**SOURCE TEXT:**
-=-=-=-=-
The operator arms the fuze by flipping the switch to the left, exposing the red dot. The operator then throws the grenade. The forward momentum activated the igniter mechanism in the handle, beginning the 3.2−3.8 seconds delay. According to Soviet Army manuals, the RDG-33 had a throwing range of approximately 30-40 m.

While such a complex procedure prevented enemy soldiers unfamiliar with the unusual arming mechanism from immediately making use of captured grenades, its complexity combined with the cost and production time resulted in the RDG-33 falling out of use in the early stages of the Great Patriotic War, though it remained in use with the Naval Infantry.

The RGD-33 featured a separate metal fragmentation sleeve pre-notched in a diamond pattern, it was firmly held in place with a latch engaging the pin on the grenade body. Upon the grenade's detonation, the sleeve would spread fragments up to a radius of 100 m.
-=-=-=-=-
**DATA UNDER STUDY:**
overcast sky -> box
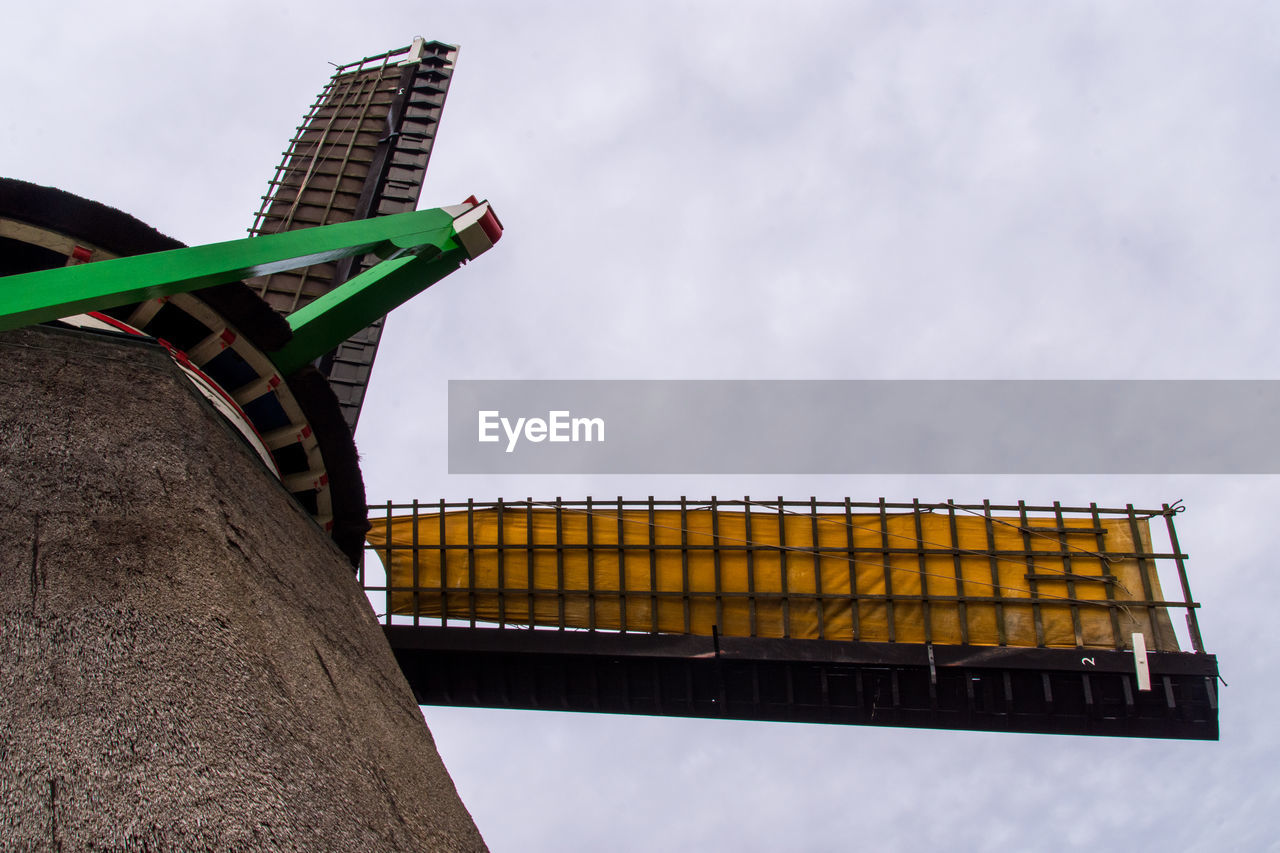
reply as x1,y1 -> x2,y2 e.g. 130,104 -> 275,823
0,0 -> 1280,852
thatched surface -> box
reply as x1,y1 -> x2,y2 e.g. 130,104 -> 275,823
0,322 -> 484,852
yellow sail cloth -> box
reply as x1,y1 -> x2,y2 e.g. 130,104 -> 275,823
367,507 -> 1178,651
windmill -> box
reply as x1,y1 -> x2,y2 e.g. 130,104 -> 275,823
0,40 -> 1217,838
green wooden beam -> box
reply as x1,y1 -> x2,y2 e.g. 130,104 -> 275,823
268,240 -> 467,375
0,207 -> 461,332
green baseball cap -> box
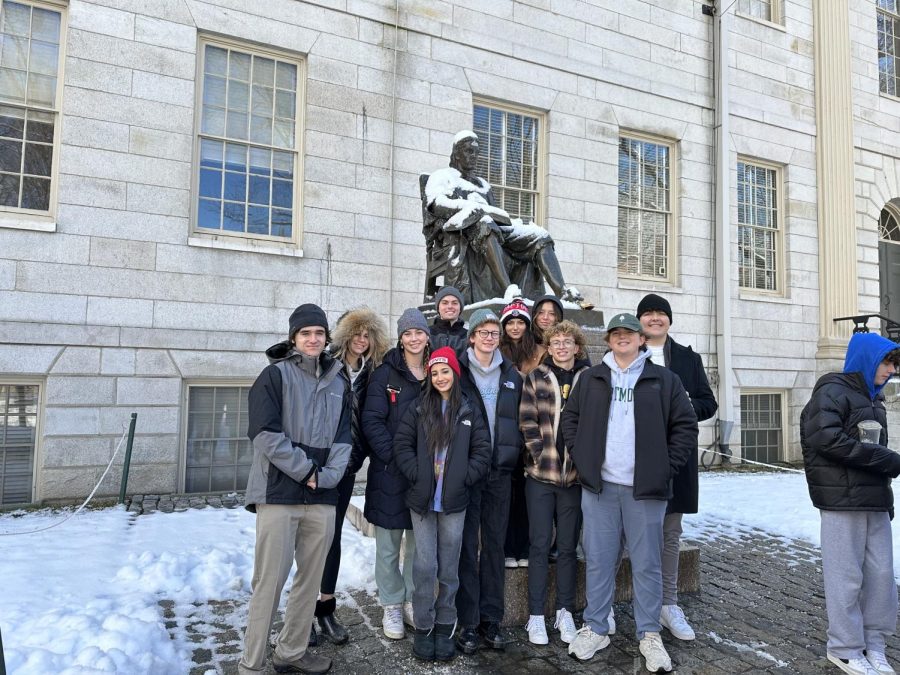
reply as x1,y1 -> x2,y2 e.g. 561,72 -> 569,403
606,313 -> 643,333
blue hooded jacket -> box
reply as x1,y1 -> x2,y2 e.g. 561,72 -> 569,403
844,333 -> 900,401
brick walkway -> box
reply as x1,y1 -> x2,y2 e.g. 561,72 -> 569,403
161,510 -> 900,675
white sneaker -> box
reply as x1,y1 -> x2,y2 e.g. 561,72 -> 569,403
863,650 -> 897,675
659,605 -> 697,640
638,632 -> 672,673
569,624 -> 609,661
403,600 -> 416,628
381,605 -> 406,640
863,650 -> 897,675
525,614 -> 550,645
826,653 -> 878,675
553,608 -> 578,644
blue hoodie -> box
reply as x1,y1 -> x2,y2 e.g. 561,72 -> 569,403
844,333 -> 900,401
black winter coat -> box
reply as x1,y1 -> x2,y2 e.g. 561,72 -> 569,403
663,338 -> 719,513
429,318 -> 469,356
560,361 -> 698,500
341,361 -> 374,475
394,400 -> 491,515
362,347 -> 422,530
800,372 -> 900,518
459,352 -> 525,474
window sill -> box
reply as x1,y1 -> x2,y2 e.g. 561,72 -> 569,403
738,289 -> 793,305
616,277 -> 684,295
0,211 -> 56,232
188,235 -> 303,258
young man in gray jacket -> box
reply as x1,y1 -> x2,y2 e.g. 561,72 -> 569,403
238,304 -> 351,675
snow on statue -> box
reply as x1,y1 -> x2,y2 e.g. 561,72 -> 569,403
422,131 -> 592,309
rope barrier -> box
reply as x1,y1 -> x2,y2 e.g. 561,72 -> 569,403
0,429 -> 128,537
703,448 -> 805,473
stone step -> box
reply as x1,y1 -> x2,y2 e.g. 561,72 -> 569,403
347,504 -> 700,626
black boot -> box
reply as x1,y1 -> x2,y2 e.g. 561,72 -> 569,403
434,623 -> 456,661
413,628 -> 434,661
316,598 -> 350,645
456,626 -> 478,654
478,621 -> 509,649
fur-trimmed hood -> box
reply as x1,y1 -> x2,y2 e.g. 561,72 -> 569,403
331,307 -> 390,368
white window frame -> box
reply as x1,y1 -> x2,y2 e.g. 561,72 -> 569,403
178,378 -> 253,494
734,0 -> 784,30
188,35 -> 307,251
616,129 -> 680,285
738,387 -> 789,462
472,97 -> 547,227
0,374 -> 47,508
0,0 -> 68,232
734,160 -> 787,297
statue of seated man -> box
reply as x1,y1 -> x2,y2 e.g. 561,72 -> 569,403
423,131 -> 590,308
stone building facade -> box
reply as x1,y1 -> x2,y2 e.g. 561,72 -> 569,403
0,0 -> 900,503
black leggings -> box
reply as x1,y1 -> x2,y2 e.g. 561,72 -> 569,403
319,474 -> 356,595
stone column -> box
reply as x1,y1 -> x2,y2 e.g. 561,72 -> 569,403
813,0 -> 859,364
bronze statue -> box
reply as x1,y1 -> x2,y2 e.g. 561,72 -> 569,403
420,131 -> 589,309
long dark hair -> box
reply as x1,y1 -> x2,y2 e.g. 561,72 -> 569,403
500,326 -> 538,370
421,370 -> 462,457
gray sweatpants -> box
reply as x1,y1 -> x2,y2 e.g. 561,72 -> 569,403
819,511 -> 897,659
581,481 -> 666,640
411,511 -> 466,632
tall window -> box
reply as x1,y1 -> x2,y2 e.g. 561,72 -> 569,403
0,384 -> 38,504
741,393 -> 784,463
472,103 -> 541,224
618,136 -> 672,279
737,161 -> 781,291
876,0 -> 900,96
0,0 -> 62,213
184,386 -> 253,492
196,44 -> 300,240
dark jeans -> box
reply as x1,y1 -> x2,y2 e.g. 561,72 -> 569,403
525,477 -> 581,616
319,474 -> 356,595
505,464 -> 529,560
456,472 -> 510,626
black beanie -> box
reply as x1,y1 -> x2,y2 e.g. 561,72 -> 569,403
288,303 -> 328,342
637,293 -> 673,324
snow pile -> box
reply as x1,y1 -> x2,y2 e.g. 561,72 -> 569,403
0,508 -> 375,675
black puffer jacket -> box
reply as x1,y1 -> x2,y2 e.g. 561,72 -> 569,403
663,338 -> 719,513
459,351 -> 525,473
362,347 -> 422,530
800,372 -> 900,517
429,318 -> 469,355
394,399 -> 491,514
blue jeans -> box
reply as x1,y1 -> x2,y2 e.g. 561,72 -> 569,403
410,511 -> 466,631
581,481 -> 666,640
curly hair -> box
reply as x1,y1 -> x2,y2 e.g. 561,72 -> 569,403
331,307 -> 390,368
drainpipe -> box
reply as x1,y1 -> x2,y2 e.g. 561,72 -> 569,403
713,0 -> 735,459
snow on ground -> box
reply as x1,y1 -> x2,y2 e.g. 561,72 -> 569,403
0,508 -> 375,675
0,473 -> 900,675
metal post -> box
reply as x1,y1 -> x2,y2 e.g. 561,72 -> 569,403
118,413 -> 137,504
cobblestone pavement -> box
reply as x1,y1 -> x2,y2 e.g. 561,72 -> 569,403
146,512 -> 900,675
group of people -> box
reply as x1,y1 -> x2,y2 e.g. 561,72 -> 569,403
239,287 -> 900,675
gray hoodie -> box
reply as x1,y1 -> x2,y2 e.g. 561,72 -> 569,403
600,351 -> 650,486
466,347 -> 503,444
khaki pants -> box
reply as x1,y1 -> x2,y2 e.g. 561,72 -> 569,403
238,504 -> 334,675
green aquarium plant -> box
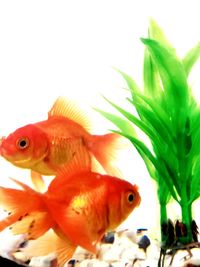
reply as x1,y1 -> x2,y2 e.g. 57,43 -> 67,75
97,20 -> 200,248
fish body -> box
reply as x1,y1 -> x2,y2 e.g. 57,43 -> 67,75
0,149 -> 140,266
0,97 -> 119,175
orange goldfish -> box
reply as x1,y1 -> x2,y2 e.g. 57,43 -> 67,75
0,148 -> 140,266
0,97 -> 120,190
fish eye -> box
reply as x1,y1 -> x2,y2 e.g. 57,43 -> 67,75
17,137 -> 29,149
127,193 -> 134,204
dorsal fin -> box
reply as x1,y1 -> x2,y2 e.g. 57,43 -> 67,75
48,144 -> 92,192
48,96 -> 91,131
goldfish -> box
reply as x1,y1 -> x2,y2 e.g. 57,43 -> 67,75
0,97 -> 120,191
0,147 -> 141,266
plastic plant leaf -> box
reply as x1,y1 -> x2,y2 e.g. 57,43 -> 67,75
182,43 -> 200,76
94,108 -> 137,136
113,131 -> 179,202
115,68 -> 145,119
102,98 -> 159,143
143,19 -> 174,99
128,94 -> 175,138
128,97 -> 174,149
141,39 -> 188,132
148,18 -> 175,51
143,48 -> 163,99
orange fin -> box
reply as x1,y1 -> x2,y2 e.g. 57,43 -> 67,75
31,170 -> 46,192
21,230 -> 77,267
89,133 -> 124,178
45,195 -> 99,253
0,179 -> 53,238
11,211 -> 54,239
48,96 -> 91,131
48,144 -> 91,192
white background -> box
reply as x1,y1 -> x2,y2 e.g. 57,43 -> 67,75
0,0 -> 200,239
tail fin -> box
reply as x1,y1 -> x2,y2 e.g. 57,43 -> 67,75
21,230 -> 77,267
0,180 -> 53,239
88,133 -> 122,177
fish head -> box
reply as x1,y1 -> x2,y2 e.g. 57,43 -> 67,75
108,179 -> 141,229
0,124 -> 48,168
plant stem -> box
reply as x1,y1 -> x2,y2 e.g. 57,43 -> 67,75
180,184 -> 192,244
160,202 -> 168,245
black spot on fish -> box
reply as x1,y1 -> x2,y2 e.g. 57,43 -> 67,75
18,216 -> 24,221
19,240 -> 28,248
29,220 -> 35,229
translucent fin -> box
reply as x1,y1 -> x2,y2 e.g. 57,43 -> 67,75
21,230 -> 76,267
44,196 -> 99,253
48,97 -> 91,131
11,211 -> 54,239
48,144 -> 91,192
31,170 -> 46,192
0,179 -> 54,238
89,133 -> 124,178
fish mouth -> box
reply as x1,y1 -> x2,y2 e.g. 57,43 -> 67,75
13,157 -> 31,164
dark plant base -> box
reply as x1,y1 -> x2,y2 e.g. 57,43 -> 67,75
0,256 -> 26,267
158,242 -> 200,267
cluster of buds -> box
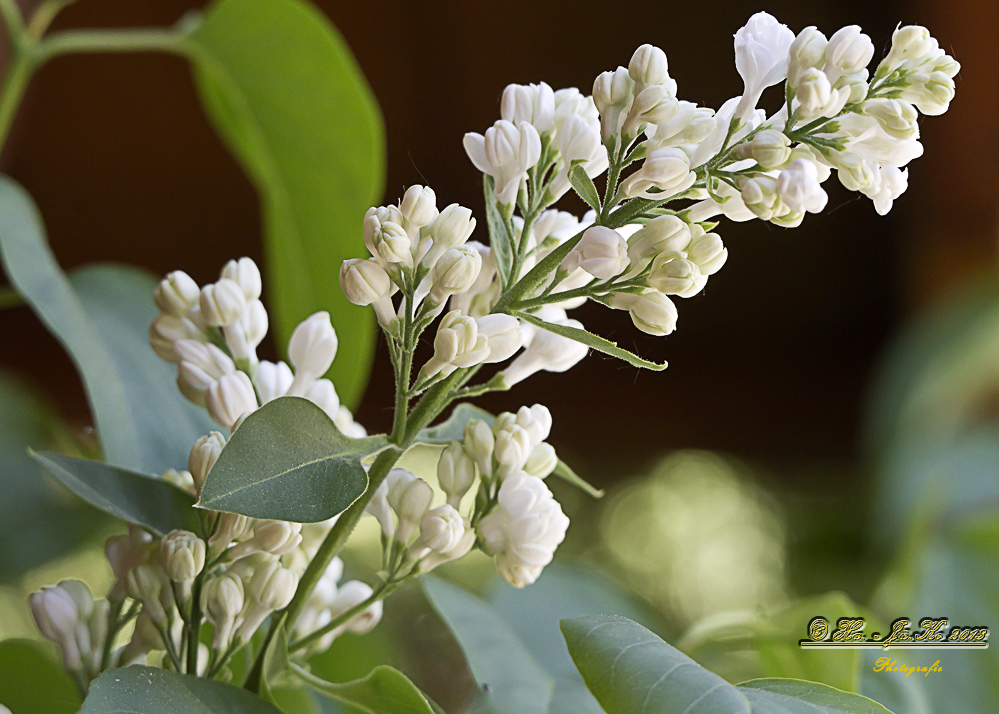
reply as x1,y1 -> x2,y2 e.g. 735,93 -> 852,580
-=-=-=-=-
**GOAL OF THE EXERCISE:** Reproduce the part of the grenade text above, starting at "The operator arms" and ending at "approximately 30-40 m.", word for word.

**RESPONSE BELOW:**
The operator arms the fuze by flipping the switch to the left, exposing the red dot. The operator then throws the grenade. The forward momentum activated the igniter mechanism in the handle, beginning the 3.2−3.8 seconds delay. According to Soviet Army manuals, the RDG-33 had a throwing range of approximately 30-40 m.